WHAT YOU SHOULD DO: Repeat the line that contains "point: one pixel per instance, each like <point>51,191</point>." exactly, along with each following line up to and including the last line of the entries.
>>
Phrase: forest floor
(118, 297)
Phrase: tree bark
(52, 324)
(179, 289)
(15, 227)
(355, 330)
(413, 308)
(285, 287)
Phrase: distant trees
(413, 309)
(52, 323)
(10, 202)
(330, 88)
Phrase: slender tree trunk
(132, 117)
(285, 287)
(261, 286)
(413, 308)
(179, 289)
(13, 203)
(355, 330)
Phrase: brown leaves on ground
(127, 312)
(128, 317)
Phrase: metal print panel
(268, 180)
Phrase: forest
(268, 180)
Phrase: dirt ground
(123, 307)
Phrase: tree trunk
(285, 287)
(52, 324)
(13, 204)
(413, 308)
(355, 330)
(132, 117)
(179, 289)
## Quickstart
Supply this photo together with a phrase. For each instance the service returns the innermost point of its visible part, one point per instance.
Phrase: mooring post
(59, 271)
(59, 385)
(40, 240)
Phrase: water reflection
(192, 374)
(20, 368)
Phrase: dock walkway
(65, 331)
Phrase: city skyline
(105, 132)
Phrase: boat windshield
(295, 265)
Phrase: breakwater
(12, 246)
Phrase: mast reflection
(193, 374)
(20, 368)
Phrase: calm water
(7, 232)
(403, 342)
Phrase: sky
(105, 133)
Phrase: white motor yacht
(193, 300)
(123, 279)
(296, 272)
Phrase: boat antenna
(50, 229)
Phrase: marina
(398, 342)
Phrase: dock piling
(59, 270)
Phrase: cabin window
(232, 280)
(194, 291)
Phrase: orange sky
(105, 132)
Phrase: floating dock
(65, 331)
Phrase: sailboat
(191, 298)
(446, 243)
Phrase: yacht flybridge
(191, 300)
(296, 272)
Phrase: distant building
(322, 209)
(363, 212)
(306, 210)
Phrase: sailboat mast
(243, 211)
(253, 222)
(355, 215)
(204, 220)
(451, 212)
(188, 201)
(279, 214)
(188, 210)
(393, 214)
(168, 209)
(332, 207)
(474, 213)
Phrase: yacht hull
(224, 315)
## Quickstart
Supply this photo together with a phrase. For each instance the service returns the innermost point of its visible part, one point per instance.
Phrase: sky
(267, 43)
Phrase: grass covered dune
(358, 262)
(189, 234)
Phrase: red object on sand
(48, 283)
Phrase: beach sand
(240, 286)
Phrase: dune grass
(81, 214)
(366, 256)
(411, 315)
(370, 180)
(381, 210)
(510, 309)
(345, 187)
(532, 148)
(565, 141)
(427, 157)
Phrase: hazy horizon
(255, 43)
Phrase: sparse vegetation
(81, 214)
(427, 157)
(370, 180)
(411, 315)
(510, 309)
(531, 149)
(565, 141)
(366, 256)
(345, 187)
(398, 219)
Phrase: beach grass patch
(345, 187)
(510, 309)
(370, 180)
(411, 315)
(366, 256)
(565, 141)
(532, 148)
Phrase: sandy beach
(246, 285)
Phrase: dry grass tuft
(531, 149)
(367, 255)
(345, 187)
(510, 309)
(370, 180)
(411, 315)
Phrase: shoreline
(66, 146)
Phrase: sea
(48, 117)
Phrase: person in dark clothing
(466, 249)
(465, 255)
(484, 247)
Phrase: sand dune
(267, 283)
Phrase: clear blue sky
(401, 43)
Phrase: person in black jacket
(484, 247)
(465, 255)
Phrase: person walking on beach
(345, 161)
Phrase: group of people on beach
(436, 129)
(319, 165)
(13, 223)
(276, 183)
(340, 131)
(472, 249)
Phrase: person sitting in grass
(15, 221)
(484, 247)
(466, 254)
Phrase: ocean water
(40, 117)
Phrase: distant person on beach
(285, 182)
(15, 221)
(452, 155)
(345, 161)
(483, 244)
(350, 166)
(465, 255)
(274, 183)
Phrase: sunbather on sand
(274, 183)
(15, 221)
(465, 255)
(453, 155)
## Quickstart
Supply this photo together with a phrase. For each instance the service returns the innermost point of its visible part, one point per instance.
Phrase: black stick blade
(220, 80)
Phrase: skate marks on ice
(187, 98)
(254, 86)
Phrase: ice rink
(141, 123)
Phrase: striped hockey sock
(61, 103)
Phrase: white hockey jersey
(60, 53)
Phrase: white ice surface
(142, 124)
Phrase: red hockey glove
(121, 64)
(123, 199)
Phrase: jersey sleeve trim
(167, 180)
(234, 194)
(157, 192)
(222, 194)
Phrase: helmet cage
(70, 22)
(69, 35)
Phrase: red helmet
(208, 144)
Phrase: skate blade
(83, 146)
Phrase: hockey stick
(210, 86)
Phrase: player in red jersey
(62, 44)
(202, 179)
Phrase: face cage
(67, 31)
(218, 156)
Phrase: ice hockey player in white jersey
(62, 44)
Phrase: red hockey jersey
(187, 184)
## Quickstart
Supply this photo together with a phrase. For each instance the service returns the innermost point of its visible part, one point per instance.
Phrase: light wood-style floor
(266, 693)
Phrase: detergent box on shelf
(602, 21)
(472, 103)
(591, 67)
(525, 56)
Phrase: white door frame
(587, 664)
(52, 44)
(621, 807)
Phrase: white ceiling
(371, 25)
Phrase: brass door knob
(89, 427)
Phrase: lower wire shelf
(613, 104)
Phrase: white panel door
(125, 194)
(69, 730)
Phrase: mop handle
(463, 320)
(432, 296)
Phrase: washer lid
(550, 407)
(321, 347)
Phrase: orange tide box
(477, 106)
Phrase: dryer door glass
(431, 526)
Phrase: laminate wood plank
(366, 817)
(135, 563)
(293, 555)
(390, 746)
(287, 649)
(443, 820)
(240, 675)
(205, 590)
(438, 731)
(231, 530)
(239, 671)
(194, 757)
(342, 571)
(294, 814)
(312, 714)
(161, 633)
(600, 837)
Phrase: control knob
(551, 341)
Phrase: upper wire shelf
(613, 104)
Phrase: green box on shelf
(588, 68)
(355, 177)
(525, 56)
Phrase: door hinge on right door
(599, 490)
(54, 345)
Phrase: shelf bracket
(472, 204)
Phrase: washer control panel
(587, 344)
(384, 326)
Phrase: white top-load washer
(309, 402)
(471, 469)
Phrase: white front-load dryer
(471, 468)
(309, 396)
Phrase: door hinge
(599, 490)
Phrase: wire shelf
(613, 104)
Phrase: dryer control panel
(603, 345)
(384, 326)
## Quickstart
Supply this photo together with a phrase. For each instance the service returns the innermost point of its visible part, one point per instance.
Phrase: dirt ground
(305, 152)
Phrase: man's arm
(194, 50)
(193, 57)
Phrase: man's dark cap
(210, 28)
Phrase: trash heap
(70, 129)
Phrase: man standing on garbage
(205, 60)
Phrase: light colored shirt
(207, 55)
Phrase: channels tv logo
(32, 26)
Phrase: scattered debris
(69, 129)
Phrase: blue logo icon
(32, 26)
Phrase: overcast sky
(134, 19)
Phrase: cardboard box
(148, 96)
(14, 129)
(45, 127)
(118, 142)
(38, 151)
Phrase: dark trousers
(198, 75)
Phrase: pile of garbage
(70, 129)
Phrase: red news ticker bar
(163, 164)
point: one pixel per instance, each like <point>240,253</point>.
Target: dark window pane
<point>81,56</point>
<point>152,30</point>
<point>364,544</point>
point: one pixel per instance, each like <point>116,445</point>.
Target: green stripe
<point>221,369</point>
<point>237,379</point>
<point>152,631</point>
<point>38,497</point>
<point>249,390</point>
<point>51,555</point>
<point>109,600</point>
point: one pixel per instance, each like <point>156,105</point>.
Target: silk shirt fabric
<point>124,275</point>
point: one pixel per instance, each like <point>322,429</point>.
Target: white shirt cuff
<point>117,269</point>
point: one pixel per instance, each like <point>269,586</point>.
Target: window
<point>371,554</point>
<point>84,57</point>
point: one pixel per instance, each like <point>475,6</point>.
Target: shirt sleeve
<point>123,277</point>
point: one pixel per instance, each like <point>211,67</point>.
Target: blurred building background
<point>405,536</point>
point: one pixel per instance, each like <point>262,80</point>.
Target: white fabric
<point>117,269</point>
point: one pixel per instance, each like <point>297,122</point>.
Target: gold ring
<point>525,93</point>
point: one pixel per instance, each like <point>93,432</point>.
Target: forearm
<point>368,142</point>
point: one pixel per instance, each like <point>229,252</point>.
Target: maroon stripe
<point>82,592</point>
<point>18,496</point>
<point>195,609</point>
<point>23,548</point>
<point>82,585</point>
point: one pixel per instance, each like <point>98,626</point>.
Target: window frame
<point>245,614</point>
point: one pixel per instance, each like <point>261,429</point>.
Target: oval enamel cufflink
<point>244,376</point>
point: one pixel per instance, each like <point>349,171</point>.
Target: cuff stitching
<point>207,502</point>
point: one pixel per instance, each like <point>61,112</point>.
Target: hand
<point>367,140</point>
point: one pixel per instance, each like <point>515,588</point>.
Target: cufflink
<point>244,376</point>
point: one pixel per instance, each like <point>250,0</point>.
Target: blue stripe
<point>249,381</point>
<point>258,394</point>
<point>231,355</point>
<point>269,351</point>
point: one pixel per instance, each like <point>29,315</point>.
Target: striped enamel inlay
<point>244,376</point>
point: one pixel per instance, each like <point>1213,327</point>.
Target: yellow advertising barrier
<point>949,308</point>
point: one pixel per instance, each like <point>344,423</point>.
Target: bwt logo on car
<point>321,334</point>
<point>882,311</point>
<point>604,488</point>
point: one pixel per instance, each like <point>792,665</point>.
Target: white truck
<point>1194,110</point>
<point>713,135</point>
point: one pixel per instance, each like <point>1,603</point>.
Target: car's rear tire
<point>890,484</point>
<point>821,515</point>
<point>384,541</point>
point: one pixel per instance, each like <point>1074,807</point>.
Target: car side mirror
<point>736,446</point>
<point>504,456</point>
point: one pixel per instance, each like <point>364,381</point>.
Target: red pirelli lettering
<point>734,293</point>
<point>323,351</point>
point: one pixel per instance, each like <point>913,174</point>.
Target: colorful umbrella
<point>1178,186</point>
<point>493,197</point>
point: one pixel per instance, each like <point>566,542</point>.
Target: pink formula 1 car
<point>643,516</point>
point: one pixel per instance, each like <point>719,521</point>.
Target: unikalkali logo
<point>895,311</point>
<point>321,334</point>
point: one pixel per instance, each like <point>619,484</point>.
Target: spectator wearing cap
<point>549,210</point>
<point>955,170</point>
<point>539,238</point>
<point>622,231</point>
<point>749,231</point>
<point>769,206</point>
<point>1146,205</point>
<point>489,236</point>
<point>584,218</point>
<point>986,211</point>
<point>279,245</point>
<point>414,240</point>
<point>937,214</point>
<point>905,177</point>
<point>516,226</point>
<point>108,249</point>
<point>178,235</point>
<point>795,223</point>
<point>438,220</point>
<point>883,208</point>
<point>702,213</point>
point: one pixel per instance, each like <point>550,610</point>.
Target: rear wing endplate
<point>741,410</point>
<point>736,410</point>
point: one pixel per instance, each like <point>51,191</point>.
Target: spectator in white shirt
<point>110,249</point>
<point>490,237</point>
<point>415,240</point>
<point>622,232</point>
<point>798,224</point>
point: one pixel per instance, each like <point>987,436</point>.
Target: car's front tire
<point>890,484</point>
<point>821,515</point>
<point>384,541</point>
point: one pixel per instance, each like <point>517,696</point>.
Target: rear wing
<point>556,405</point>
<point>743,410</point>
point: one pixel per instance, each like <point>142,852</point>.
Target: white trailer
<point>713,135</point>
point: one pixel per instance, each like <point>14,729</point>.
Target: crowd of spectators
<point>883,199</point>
<<
TASK ANSWER:
point: one pixel per instance, each like <point>51,191</point>.
Target: spectator in white shirt
<point>110,249</point>
<point>490,237</point>
<point>415,240</point>
<point>622,232</point>
<point>798,224</point>
point: one pixel per instance, each like <point>987,436</point>.
Target: car's front tire
<point>890,484</point>
<point>821,515</point>
<point>384,541</point>
point: one pixel per instance, each like <point>517,696</point>.
Target: rear wing
<point>556,405</point>
<point>743,410</point>
point: one pixel per instance, each like <point>142,852</point>.
Target: white trailer
<point>713,135</point>
point: one pixel per instance, each like <point>14,729</point>.
Target: crowd of spectators
<point>883,199</point>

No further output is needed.